(Stored data entries)
..............................

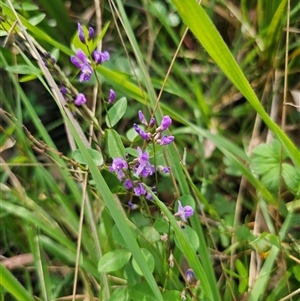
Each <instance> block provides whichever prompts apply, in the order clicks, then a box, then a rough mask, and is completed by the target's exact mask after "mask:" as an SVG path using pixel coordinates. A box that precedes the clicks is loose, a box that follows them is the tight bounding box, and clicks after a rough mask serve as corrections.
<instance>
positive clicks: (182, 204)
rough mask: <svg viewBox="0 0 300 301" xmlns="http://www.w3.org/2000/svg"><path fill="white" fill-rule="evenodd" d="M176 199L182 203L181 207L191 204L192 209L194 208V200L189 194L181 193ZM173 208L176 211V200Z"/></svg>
mask: <svg viewBox="0 0 300 301" xmlns="http://www.w3.org/2000/svg"><path fill="white" fill-rule="evenodd" d="M178 200H180V202H181V205H182V206H183V207H184V206H187V205H189V206H191V207H192V208H193V209H195V200H194V198H193V197H192V196H191V195H189V194H183V195H181V196H180V197H179V198H178ZM175 208H176V211H178V202H176V206H175Z"/></svg>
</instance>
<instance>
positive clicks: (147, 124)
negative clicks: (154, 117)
mask: <svg viewBox="0 0 300 301" xmlns="http://www.w3.org/2000/svg"><path fill="white" fill-rule="evenodd" d="M138 115H139V119H140V122H141V124H143V125H145V126H148V122H147V120H146V118H145V115H144V114H143V112H142V111H141V110H139V111H138Z"/></svg>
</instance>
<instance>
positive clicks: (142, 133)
mask: <svg viewBox="0 0 300 301" xmlns="http://www.w3.org/2000/svg"><path fill="white" fill-rule="evenodd" d="M133 128H134V129H135V131H136V132H137V133H138V134H139V135H140V136H141V137H142V138H143V139H144V140H147V141H148V140H150V138H151V133H146V132H145V131H143V130H142V129H141V128H140V127H139V126H138V125H137V124H136V123H134V124H133Z"/></svg>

..............................

### [Exercise directions]
Only the text of the records belongs in the answer; reproduce it verbatim, with no pictures.

### [Task solution]
Each <instance> block provides whichever prompts apply, in the order clicks, then a box, then a rough mask, and is completed by the target's exact mask after "mask:" as an SVG path using pixel coordinates. A box that precedes the clicks is loose, a box that follows them is the tight bounding box, and clicks after a rough mask serve as corrections.
<instance>
positive clicks: (182, 204)
rough mask: <svg viewBox="0 0 300 301" xmlns="http://www.w3.org/2000/svg"><path fill="white" fill-rule="evenodd" d="M176 199L182 203L181 207L191 204L192 209L194 208V200L189 194L181 193ZM173 208L176 211V200Z"/></svg>
mask: <svg viewBox="0 0 300 301" xmlns="http://www.w3.org/2000/svg"><path fill="white" fill-rule="evenodd" d="M178 200H180V202H181V205H182V206H183V207H184V206H187V205H189V206H191V207H192V208H193V209H195V200H194V198H193V197H192V196H191V195H189V194H183V195H181V196H180V197H179V198H178ZM175 208H176V211H178V202H176V206H175Z"/></svg>
</instance>
<instance>
positive clicks: (147, 124)
negative clicks: (154, 117)
mask: <svg viewBox="0 0 300 301" xmlns="http://www.w3.org/2000/svg"><path fill="white" fill-rule="evenodd" d="M138 115H139V119H140V122H141V124H143V125H145V126H148V122H147V120H146V118H145V115H144V114H143V112H142V111H141V110H139V111H138Z"/></svg>
</instance>
<instance>
positive clicks: (142, 133)
mask: <svg viewBox="0 0 300 301" xmlns="http://www.w3.org/2000/svg"><path fill="white" fill-rule="evenodd" d="M133 128H134V129H135V131H136V132H137V133H138V134H139V135H140V136H141V137H142V138H143V139H144V140H147V141H148V140H150V138H151V133H146V132H145V131H143V130H142V129H141V128H140V127H139V126H138V125H137V124H136V123H134V124H133Z"/></svg>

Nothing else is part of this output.